**GIVEN RECORDS**

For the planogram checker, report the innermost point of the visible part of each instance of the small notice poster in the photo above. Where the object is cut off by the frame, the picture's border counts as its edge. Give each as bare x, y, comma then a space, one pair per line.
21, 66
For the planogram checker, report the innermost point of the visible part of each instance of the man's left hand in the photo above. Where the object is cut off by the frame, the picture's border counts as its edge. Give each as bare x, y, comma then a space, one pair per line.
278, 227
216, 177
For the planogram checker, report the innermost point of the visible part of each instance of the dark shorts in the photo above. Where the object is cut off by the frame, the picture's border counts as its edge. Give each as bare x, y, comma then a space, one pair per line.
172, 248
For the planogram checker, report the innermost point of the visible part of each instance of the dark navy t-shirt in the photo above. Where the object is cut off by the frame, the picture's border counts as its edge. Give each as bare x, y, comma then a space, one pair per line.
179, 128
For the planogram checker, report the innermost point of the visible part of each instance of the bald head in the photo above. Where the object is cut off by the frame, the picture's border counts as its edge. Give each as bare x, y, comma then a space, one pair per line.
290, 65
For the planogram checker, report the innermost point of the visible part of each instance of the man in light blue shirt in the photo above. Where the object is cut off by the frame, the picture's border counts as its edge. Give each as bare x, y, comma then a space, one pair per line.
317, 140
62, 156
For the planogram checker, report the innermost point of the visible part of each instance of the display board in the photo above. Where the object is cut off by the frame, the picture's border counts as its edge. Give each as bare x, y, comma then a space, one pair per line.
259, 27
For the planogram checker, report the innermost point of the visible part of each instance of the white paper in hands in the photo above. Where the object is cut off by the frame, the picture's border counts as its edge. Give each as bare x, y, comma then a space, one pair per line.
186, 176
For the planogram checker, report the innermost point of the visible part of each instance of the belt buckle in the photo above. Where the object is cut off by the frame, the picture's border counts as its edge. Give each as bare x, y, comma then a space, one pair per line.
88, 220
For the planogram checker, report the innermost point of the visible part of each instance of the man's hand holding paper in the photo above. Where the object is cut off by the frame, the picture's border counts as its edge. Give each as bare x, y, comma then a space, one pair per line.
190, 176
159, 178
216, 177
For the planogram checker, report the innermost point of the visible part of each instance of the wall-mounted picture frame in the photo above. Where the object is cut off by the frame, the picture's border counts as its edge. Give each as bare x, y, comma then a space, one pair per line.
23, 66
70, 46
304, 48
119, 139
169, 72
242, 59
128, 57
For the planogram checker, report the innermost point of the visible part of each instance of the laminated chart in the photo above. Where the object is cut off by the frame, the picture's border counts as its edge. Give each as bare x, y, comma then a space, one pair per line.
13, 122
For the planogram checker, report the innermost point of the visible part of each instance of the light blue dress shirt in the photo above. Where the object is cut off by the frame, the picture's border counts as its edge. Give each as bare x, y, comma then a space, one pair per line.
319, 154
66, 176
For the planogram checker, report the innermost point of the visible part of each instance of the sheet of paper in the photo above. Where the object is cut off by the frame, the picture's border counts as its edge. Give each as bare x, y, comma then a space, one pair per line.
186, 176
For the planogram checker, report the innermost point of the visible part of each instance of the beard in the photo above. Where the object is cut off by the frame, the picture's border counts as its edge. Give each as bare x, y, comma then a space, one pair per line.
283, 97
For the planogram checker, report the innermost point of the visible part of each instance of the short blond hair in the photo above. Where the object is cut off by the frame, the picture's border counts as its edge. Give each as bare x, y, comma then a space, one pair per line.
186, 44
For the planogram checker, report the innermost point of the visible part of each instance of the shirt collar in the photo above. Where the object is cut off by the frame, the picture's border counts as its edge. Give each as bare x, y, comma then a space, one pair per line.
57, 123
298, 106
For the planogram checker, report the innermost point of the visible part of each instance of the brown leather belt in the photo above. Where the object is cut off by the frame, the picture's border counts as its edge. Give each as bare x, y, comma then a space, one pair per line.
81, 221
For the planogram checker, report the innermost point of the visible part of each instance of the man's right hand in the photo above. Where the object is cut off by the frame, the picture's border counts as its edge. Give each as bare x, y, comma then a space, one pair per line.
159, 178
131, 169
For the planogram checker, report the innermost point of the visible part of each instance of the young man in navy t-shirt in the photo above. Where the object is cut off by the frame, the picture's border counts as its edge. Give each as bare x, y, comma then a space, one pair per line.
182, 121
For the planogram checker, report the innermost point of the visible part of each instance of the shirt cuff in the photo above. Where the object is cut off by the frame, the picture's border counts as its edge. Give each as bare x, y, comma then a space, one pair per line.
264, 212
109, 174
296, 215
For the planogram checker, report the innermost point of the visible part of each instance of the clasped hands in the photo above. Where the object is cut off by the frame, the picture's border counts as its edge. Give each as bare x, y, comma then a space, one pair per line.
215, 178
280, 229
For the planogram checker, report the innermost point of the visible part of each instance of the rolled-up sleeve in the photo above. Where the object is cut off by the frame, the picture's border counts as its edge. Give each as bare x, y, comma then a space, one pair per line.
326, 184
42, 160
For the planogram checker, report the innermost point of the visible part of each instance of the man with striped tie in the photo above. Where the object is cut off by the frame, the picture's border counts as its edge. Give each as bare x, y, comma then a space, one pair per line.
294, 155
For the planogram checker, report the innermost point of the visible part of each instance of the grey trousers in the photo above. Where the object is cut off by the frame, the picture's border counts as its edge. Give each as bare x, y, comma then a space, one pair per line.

**EXERCISE INSTRUCTIONS**
Set down the stretch of lines from the one containing "the shirt cuff" through the last line above, word for word and with nothing added.

**THE OUTPUT**
For the planogram checker, report the innermost point of the visible part of each instance of the shirt cuff in the photo above. Where the object is cut off by the frame, the picture's border counts as its edge. Give each as bare x, y, comma then a space, one pair per line.
264, 212
109, 174
296, 215
For the planogram checker, report the innermost point of the visible part of each instance of the clasped hands in the photo above. Where the object is cut off by the frame, the picture's border counts as its edge. Give each as bare x, y, comma then a space, one pair per line.
215, 178
280, 229
For the planogram checker, report the innermost point of the visible part of each instance of the rolled-up sleeve in the photo above. Where the object is cut off by the frame, the picture's border counts as its edge. Give each as bare x, y, comma then a space, one pair per line.
326, 184
42, 160
For the planogram checker, report the innermost point of the visible part of each instance of the man with striped tie in the photo above. Where the object is cut off by the frame, the picture's border counts as its edge. Give each as bare x, y, comma then a space, one pair per line.
294, 155
For the planogram checker, report the innermost point of the visible part of each instance of the grey trousers in the photo above. Where the object is cut off by the frame, the picture's border counts as its edge. Give each as bare x, y, comma then a space, one pair per line.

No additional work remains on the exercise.